====== PASSAGE ======

Thursday, April 19, 2007

Observations on Chicago's Runoffs

Cross-posted from ICPR's blog, The Race is On:


The voting ended barely 36 hours ago. While many pundits have declared the elections' meaning already, sometimes real conclusions take longer to come to the surface. Here, rather, are some observations on what happened last Tuesday.

Raising the most money
The candidate who reported raising the most since the February elections won 8 of 12 contests: Fiorretti, Dowell, Foulkes, Lane, Colon, Daley, Moore, and Stone. In the 21st, Howard Brookins was out-raised nearly 2:1 and still won the vote by 20 percentage points. In the 24th, Sharon Denise Dixon reported raising only $10K since the February elections; incumbent Michael Chandler reported twelve times that much, but Dixon appears to have won with a 128-vote margin. And in the 32nd, incumbent Ted Matlak reported raising $265K more than Scott Waguespack; outraised more than nine to one, Waguespack appears to have won with a 122-vote margin.

Ballot Position and vote margins
The candidate with first ballot position won 9 of the 12 contests. Interestingly, in two of the three races where the vote margin is less than 200 votes, the apparent winner had the second ballot position: in the 32nd, Scott Waguespack was 2nd on the ballot, and in the 24th, Sharon Denise Dixon was 2nd on the ballot. Though it its tempting to wonder if the results might have been clearer had the ballot positions been reversed, it also bears remembering that this was the only race on the ballot; all voters came to the polls with only one race, and two candidates, to consider.

Turnout
Turnout decided most of these races. Just one in four voters went to the polls. In losing to Bernie Stone, 50th Ward candidate Naisy Dolar's vote totals would have been enough to win in seven of the 11 other races (in the 3rd, 15th, 24th, 32nd, 35th, 43rd, and 49th Wards).

6 comments:

pathickey 9:27 AM  

Labor = SEIU? Come on. Lynn Sweet calls for a sit down with Daley; every news piece makes SEIU be all and end all of the American Labor Movement?

I challenge one - ONE - reporter or hard-hitting columnist to ask ONE hard question of ‘outside - the BOX’ Andy Stern and the Purple Gang!

Andy Stern, Anna Burger and other leaders of SEIU came from the University of Pennsylvania school of social work - they were young ’60’s radicals with real brains - you do not make revolution by assault but by infiltration.

====== WORKING DATA ======

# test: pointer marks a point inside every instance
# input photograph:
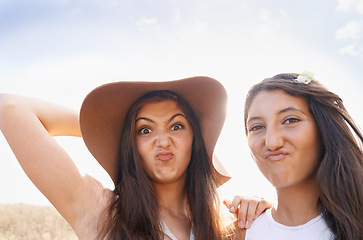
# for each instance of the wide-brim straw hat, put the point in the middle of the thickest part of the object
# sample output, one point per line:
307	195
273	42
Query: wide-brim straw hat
104	109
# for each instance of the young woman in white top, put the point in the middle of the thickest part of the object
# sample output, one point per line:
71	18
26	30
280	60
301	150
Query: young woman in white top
156	141
307	145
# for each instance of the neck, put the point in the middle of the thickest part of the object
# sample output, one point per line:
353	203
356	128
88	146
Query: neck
171	197
296	205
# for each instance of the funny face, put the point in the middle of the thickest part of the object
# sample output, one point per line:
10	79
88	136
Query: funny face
164	141
283	138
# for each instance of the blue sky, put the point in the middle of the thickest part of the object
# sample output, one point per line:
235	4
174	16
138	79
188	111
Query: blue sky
59	50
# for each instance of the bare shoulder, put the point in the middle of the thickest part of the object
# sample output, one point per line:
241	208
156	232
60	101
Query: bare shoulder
94	203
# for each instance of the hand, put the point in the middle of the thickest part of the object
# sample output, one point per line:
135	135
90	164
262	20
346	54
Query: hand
247	209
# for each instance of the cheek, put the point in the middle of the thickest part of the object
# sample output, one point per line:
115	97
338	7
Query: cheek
142	146
253	144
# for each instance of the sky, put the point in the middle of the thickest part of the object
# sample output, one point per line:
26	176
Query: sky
59	50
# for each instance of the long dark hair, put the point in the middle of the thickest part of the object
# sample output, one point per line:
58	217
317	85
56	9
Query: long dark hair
134	212
340	171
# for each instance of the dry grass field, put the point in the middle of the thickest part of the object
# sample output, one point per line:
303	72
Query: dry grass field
25	222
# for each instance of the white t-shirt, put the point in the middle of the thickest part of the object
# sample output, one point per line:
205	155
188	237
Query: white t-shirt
265	227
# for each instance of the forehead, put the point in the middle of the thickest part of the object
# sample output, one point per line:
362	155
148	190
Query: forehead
160	108
274	101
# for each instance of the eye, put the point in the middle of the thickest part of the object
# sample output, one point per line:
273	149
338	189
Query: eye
177	127
144	130
291	120
255	128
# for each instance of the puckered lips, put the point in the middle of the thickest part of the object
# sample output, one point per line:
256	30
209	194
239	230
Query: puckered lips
276	155
164	155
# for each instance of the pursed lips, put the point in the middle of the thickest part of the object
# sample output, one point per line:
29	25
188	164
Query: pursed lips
164	155
275	155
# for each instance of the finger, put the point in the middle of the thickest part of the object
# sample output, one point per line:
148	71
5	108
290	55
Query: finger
227	202
262	207
242	212
253	205
233	207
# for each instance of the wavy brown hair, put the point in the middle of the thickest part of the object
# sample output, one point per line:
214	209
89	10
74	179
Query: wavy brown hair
133	214
340	170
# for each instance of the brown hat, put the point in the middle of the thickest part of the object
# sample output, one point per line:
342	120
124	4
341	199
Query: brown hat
104	109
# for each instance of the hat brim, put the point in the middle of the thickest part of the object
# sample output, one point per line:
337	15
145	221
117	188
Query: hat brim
104	109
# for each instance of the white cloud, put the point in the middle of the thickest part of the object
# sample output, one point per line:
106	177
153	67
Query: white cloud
145	23
352	30
346	5
352	50
360	6
177	17
265	15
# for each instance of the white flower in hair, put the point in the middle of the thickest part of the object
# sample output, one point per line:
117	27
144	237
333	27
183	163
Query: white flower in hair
305	77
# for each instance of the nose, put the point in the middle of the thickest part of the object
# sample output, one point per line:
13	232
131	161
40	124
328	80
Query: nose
273	139
163	139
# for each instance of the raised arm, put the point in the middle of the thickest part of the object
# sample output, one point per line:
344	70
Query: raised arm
28	125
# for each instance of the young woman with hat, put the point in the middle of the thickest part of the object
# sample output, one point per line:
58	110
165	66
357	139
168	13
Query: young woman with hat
306	144
155	140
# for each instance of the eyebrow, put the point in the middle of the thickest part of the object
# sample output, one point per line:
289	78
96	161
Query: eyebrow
171	119
280	112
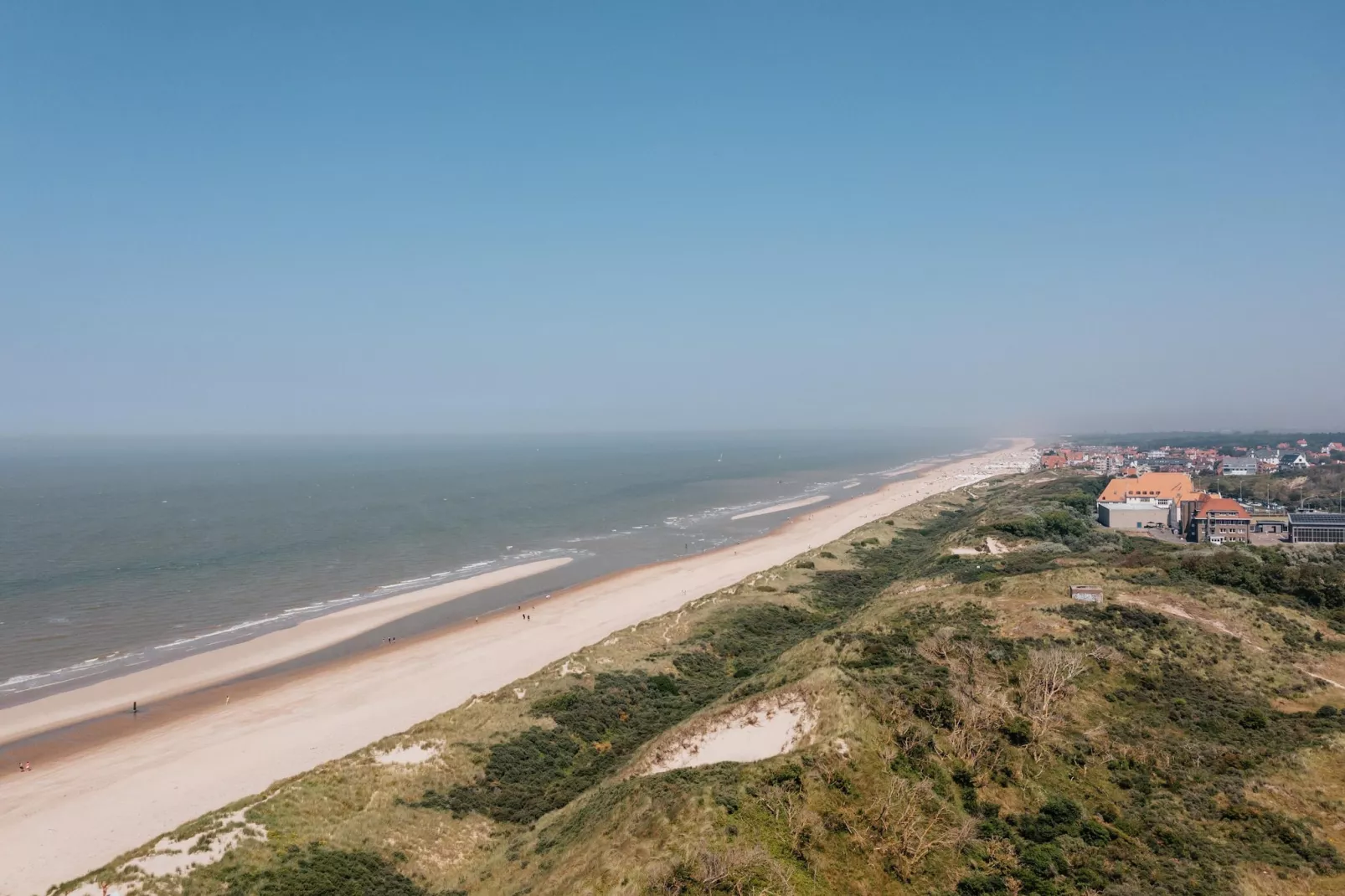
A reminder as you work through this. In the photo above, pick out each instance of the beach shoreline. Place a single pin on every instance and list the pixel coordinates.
(240, 747)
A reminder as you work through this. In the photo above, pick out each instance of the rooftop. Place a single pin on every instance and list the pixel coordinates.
(1157, 485)
(1222, 506)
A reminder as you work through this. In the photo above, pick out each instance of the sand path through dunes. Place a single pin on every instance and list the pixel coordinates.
(68, 818)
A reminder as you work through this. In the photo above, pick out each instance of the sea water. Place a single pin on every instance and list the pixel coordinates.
(122, 554)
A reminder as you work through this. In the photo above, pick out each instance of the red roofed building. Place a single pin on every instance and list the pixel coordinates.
(1220, 519)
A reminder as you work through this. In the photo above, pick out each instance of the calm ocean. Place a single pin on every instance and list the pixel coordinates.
(122, 554)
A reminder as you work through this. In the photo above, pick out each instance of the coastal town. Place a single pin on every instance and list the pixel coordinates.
(1280, 492)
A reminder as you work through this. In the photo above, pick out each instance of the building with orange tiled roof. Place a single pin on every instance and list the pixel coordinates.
(1220, 519)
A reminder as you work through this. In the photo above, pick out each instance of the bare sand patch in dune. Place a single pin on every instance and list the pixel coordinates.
(408, 755)
(744, 735)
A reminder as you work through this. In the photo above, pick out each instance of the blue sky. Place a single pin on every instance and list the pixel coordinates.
(608, 215)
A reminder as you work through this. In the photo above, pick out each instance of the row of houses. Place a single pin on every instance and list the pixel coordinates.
(1129, 461)
(1172, 502)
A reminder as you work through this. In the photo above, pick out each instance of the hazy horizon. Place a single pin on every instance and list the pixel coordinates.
(357, 219)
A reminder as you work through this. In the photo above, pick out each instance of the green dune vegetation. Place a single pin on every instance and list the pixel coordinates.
(971, 729)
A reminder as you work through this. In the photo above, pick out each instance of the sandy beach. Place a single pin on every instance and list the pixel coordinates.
(66, 818)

======

:: PROBLEMS AND TASKS ::
[1] In the records, write out the lines between the one holding "# for each instance of the white flower" and the one holding "(1222, 506)", inclusive, leaving out the pictures.
[2] Continue the post on Chicago's runoffs from the point where it stops.
The Chicago runoff post and the records are unrelated to each other.

:: TASK ANSWERS ::
[1]
# for each instance of the white flower in hair, put the point in the middle of the thickest part of the object
# sample output, one point per line:
117	27
144	237
333	27
183	163
Query: white flower in hair
305	77
# for each instance of the nose, put the point in the middle of the thickest part of the object
# sample output, one point per line:
13	232
131	161
40	124
328	80
Query: nose
273	139
163	139
# for each instance of the raised arm, put the point in the middle of the thickest part of the object
# sample output, one point per line:
344	70
Query: raised arm
28	125
# for each instance of the young woman with hat, put the point in the middle of the thickest part of the object
# sample output, one point per line:
58	110
165	66
357	139
168	13
Query: young woman with hat
306	144
155	140
# for each instance of the eyebrow, put the point in the middle of the thickest part of the object
# sample output, one point per line:
289	78
96	161
Query: eyebrow
171	119
280	112
A reminder as you work through this. In the photo above, pick out each instance of the beach shoreline. Place a single pin on every instance and list the pixel coordinates.
(240, 747)
A reminder as you work through this. In the photo above, pick out each instance of the rooftop. Place a single pin on every instance and list the pixel coordinates.
(1157, 485)
(1222, 506)

[2]
The news media gives these radicals a pass - on everything!. Every action by SEIU is painted as the full canvass LABOR portrait.

$ 1.8 million to unseat The HAT? Rank and fikle dues pay for that? Where’d they get that kind of cabbage to throw around? Any body ask to openthe books on SEIU? The Lefties demanded the Feds do justthat when they took over all the old janitors locals. Come on.

These people are labor’s worst enemy. The most skin-flinted capitalist could not on a full-breakfast undo the American Labor Movement’s success with ease and energy of the Stern Gang.

Here is alink to my response to Lynn Sweet’s call on Mayor Daley for a sit-down with Purple Andy - http://hickeysite.blogspot.com/2007/04/seiu-is-threat-to-american-standard-of.html

Bill Baar 5:13 PM  

I had high hopes for Stern as a creative guy. Someone who would bring a new model for organized labor appropriate to today's economy where everyone moves around.

Instead he sounds like he wants to go back to the Donna Reed world with one wage-earner for life at the factory, stay-at home Mom, and two kids.

Maybe that was the ideal if it ever really existed, but we sure arn't going back to it.

The future is non-traditional families, multiple earners, and jumping from jobs.

We need a unionism appropriate for that economy, and a global unionsim to boot... He should be looking back to the older cooperative, social insurance models from 100 years ago instead I think.

Ideas like the Freelancers Union hold more promise for the future to me. The money SEIU spent on this election and fighting the big boxes would have been better spent financing some ideas found with that outfit.

Lyn Seet wouldn't be writing about how Stern should be sitting down with the Power of course, but I think it would have been a better long term investiment for SEIU.

The Pols afterall, I'm pretty certain, will prove a disappointment to SEIU I think.

Bill Baar 5:15 PM  

Power meaning Daley... why I typed that I sure don't know, althought it's obviously something some con...
b

Anonymous,  8:52 PM  

This was a great election for the ILLINOIS COMMITTEE FOR HONEST GOVERNMENT.

The racist Tillman is finally defeated.

Bob Fioretti is a great new addition.

Howard Brookins had a solid re-election.

Lots of good results in the suburbs and some good up and comers.

But not all greatness comes in winning, some great candidates lost, and some bums are still in office.

More openess like cameras in City Council meetings, votes recorded on the internet and more.

Property Tax reform is the top priority.

Anonymous,  1:26 PM  

The Democrats will only have themselves to blame for any so-called "spoiler" effect if they don't implement runoff or instant runoff elections statewide. The Green Party is now a legally established statewide political party, and that means that there will be a substantial number of additional Green candidates on the ballot.

Anonymous,  3:52 PM  

I don't if about Stern and the Purple gang and the SEIU.
But Gannon and his undisclosed over quarter of a million salary and Navy Pier rooftop residence is hardly the working man either.
Labor should start looking to get more jobs generally and not excluding minorities from the trades. Labor spent a lot of money with little results in wards with vulnerable alderman.